## Extrait fourni
▼
La cinéaste s’intéresse à l’exil en travaillant sur ce qui relie deux positions, deux pôles, deux statuts. Ses films se tiennent entre les choses. Scansion d’une parole filmique, énoncée par un cadre-fenêtre-bouche qui articule son désir et sa pensée dans un geste ému-réfléchi, le cinéma de Nurith Aviv nous rappelle que la parole n’est pas qu’une affaire de mots et qu’elle existe aussi à travers les images. Entre le début et la fin du plan, dans la respiration du cadreur et le mouvement des bords qui énoncent le visible.

Son expérience de chef-opératrice, mais aussi de cadreuse et de photographe, est donc essentielle dans son cheminement vers ce cinéma d’auteur documentaire souvent qualifié d’exigeant, souvent appuyé sur un protocole qui rappelle celui d’une grammaire, et qu’elle ne dispose, comme ses fenêtres, que pour viser juste, isoler la substance subtile qu’elle va travailler, donner toute sa place à un battement de paupière, un regard fuyant, l’esquisse d’un sourire. Tout y devient signe, tout y parle.

II

Pour mettre au travail ce double rapport à l’exil et au plan-séquence chez Amos Gitaï et Nurith Aviv, il peut être utile de revenir à un cas concret et très parlant : le fameux plan-séquence qui se trouve au début de Journal de campagne, leur première collaboration, où l’on voit un soldat israélien mettre à plusieurs reprises sa main sur l’objectif de la caméra de Nurith Aviv pour l’empêcher de filmer.

Ce plan arrive après un premier plan-séquence constitué d’un travelling latéral suivant le sens de la lecture de l’Hébreu, de droite vers la gauche. Ce premier plan est essentiel pour introduire le second, il pose les bases et le cadre du film, décrit les lieux sans interagir, et place le spectateur dans une relation horizontale avec son sujet. Il offre par ailleurs un panorama descriptif perçu de l’intérieur qui s’inscrit comme un dévoilement par l’ouverture d’un mur. En effet, dès les premiers photogrammes, un mur sombre apparaît sur lequel des lettres blanches viennent fixer le cadre : « JOURNAL DE CAMPAGNE a été tourné par le réalisateur Amos Gitaï en 1982 / il décrit l’occupation de la bande de Gaza et de la Cisjordanie, puis l’invasion du Liban du sud par l’armée Israélienne. » (00 : 02)
▲
## Énoncé rédigé
Expliquez en une à trois phrases, d'après l'extrait sur le cinéma de Nurith Aviv, pourquoi le premier plan-séquence de Journal de campagne est essentiel pour introduire le second.

## Matériel fourni
▼
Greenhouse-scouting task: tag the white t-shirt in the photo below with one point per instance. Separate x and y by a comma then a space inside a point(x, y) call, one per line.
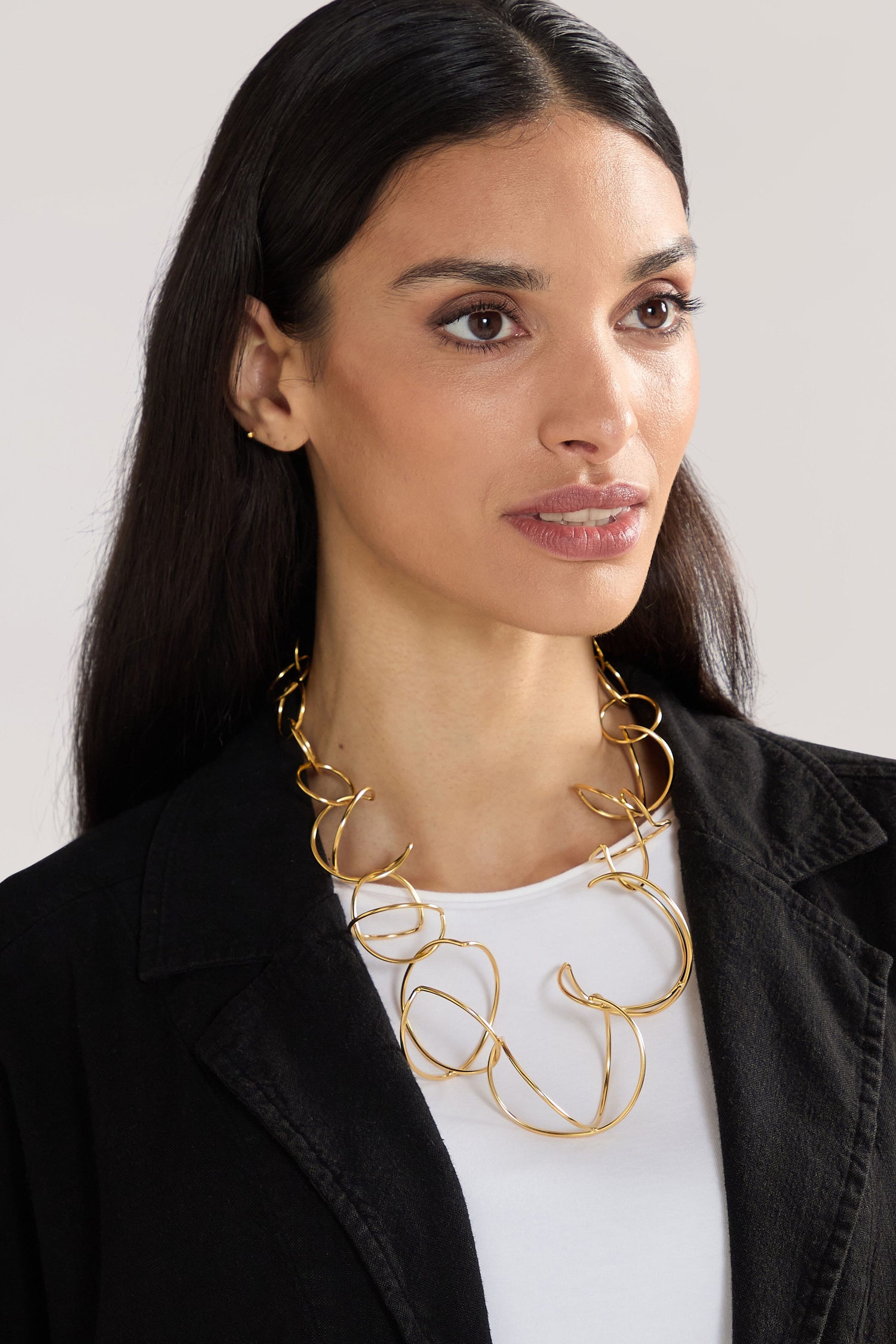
point(619, 1235)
▲
## Réponse complète
Ce premier plan pose les bases et le cadre du film. Il décrit les lieux sans interagir et place le spectateur dans une relation horizontale avec son sujet.